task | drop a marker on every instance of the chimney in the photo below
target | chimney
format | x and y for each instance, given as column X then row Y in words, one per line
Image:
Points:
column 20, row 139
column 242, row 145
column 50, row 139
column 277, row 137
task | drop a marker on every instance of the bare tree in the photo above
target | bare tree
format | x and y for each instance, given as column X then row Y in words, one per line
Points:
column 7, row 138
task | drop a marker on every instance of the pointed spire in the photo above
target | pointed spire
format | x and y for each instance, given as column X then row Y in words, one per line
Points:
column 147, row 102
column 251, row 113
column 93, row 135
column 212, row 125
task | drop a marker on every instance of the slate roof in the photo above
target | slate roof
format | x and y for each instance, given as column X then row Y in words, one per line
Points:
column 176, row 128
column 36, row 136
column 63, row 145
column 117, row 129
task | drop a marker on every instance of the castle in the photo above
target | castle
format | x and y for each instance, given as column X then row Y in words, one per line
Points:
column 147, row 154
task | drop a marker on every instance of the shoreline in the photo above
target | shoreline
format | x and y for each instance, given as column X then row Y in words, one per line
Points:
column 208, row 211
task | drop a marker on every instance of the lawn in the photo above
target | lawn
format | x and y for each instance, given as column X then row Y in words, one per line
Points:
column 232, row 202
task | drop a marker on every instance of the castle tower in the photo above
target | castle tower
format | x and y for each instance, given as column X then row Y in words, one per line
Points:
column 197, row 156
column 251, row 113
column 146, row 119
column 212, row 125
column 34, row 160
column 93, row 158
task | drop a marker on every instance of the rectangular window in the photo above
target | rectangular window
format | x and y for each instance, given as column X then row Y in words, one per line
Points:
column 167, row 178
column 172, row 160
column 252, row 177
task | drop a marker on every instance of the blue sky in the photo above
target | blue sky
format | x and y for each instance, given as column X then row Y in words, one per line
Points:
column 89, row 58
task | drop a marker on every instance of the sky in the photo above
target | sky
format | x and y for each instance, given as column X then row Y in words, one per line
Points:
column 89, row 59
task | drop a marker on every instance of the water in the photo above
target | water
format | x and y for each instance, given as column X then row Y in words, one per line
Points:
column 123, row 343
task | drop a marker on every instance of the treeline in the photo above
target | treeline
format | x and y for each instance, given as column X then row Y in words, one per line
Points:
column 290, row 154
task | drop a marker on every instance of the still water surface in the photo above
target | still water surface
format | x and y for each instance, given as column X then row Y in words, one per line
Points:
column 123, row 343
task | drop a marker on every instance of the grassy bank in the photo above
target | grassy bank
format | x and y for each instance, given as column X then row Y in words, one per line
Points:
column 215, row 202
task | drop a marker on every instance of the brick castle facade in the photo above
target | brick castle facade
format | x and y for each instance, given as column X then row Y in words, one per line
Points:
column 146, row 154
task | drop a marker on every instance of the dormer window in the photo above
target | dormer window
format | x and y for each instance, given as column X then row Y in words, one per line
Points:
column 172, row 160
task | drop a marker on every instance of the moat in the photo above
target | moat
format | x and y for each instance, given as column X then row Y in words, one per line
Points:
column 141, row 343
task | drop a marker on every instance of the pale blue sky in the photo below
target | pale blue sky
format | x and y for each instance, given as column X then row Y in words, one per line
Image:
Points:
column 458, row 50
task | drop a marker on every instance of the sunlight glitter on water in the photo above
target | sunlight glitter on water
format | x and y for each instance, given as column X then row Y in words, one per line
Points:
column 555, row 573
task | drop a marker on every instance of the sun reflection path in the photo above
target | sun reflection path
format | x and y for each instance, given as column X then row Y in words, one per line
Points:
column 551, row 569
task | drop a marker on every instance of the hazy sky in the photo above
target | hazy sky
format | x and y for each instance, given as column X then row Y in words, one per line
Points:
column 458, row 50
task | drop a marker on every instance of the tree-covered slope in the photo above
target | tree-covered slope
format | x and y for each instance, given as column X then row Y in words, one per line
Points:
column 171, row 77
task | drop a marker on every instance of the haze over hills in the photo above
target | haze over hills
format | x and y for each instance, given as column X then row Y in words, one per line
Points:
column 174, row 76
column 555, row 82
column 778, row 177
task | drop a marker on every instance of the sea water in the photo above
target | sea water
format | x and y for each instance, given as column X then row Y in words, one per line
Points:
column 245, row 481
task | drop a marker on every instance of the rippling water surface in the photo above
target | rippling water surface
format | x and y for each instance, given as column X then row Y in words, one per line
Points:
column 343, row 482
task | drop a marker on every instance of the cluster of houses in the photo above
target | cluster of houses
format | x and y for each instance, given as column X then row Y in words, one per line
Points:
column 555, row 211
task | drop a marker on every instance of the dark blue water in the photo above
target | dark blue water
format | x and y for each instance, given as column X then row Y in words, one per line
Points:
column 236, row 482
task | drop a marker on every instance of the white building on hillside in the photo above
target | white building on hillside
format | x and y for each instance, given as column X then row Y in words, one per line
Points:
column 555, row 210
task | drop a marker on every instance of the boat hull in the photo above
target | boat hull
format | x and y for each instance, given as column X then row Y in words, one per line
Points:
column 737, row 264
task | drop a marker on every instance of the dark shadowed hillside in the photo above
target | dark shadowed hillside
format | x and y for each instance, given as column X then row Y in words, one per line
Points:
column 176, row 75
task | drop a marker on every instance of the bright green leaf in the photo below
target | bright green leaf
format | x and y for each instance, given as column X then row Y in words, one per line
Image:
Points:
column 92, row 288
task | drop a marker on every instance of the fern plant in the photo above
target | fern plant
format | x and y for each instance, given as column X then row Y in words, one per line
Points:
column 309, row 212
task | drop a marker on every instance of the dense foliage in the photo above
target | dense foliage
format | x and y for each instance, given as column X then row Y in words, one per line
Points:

Work required: Retype all the material above precisely, with no line left out.

Solution for this exercise:
task | drop a marker on every instance of the chimney in the photo below
target | chimney
format | x and y for each instance, given as column X then row Y in words, one per line
Image:
Points:
column 20, row 139
column 242, row 145
column 50, row 139
column 277, row 137
task | drop a marker on every instance of the bare tree in the photo above
target | bare tree
format | x and y for each instance, given as column X then row Y in words, one per line
Points:
column 7, row 138
task | drop a marker on every instance of the pointed spire in the photo above
target | pointed spire
format | x and y for each instance, given as column X then row Y in words, one per line
Points:
column 147, row 102
column 251, row 113
column 93, row 135
column 212, row 125
task | drop a marker on every instance of the slate roof in the photo above
target | slate roof
format | x and y for each instance, given as column X then row Y in words, one per line
Points:
column 176, row 128
column 36, row 136
column 63, row 145
column 117, row 129
task | drop a marker on every instance of the castle in the photo above
target | castle
format | x and y for each instance, given as column X then row Y in words, one per line
Points:
column 147, row 154
task | drop a marker on every instance of the shoreline in the photo above
target | shoreline
format | x and y for each instance, given as column X then row Y in words, one per line
Points:
column 208, row 211
task | drop a marker on every instance of the lawn in the photo above
target | lawn
format | x and y for each instance, given as column X then row Y in words, one per line
Points:
column 232, row 202
task | drop a marker on every instance of the castle tower in the photo above
target | castle tower
format | x and y for each instance, given as column X then row Y in words, one per line
Points:
column 197, row 156
column 251, row 113
column 146, row 119
column 212, row 125
column 34, row 160
column 93, row 158
task | drop a marker on every instance of the rectangular window in the photo above
target | rectangular window
format | x and y for each instance, given as column X then row Y in words, one per line
Points:
column 167, row 178
column 172, row 160
column 252, row 177
task | drop a marker on every instance of the blue sky in the photo above
target | blue sky
format | x and y for each instance, given as column X then row Y in words, one per line
Points:
column 89, row 58
task | drop a marker on every instance of the sky in the photo above
target | sky
format | x and y for each instance, given as column X then row Y in words, one per line
Points:
column 89, row 59
task | drop a marker on every instance of the water in the photo above
target | water
format | x and y for each instance, given as column X then row Y in words, one per line
Points:
column 123, row 343
task | drop a marker on every instance of the treeline in the photo above
target | treeline
format | x and y for each instance, given as column X then row Y in words, one per line
Points:
column 290, row 154
task | drop a marker on every instance of the still water surface in the photo above
target | still water surface
format | x and y for each instance, given as column X then row Y in words, one per line
Points:
column 123, row 343
task | drop a marker on every instance of the grassy bank in the photo above
target | grassy bank
format | x and y for each instance, given as column X then row Y in words, one per line
Points:
column 215, row 202
task | drop a marker on every instance of the brick castle facade in the photo above
target | brick castle facade
format | x and y for each instance, given as column X then row Y in words, one per line
Points:
column 146, row 154
task | drop a marker on every instance of the dormer window in the photo above
target | dormer window
format | x and y for each instance, given as column X then row Y in words, one per line
Points:
column 172, row 160
task | drop a marker on every instance of the moat in the photo above
target | moat
format | x and y for each instance, given as column X then row Y in words, one per line
Points:
column 141, row 343
task | drop a marker on every instance of the pale blue sky in the photo below
target | pale blue sky
format | x and y for each instance, given as column X then row Y in words, one per line
Image:
Points:
column 458, row 50
task | drop a marker on every instance of the sunlight glitter on water in the photo above
target | sunlight glitter on water
format | x and y for each instance, given as column X then row Y in words, one per line
Points:
column 555, row 573
task | drop a marker on every instance of the sun reflection path in the photo above
target | sun reflection path
format | x and y for each instance, given as column X then row Y in words, one per line
Points:
column 551, row 569
task | drop a marker on every instance of the hazy sky in the photo above
target | hazy sky
format | x and y for each instance, given as column X then row Y in words, one per line
Points:
column 458, row 50
task | drop a marker on every instance of the tree-covered slope in the photo above
target | tree-covered slope
format | x and y for each instance, given as column X then row Y in words, one per line
Points:
column 171, row 77
task | drop a marker on every instance of the haze over hills in the photo above
target | haze over hills
format | x and y for each instance, given as column X then row Y in words, one per line
Points:
column 174, row 76
column 555, row 82
column 778, row 177
task | drop a marker on every instance of the sea water in the photo above
target | sea water
format | x and y for each instance, given as column X then row Y in words, one per line
Points:
column 245, row 481
task | drop a marker on every instance of the rippling water surface in the photo above
target | rippling water surface
format | x and y for each instance, given as column X then row Y in words, one per line
Points:
column 343, row 482
task | drop a marker on every instance of the cluster of houses in the photo above
target | cluster of houses
format | x and y for each instance, given as column X then row Y in words, one per line
Points:
column 555, row 211
task | drop a marker on every instance of the dark blue water in the photo above
target | dark blue water
format | x and y for each instance, given as column X then row Y in words, one per line
Points:
column 236, row 482
task | drop a marker on every instance of the white building on hillside in the photo above
target | white building on hillside
format | x and y for each instance, given as column X then row Y in words, one per line
Points:
column 555, row 210
task | drop a marker on every instance of the boat hull in the photo above
target | boat hull
format | x and y for each instance, given as column X then row Y in words, one per line
Points:
column 737, row 264
task | drop a marker on every instance of the dark shadowed hillside in the photo above
target | dark shadowed hillside
format | x and y for each instance, given as column X then row Y in words, one per line
Points:
column 176, row 75
task | drop a marker on every instance of the bright green leaf in the photo below
target | bright green leaf
format | x and y for each instance, given as column X then row Y in words, one per line
Image:
Points:
column 92, row 288
task | drop a marker on every instance of the fern plant in the photo above
target | fern plant
format | x and y for each instance, given as column X then row Y in words, one per line
Points:
column 309, row 212
task | drop a marker on every instance of the dense foliage in the photo above
target | dense foliage
format | x and y for each instance, given as column X then row Y in words, one per line
Points:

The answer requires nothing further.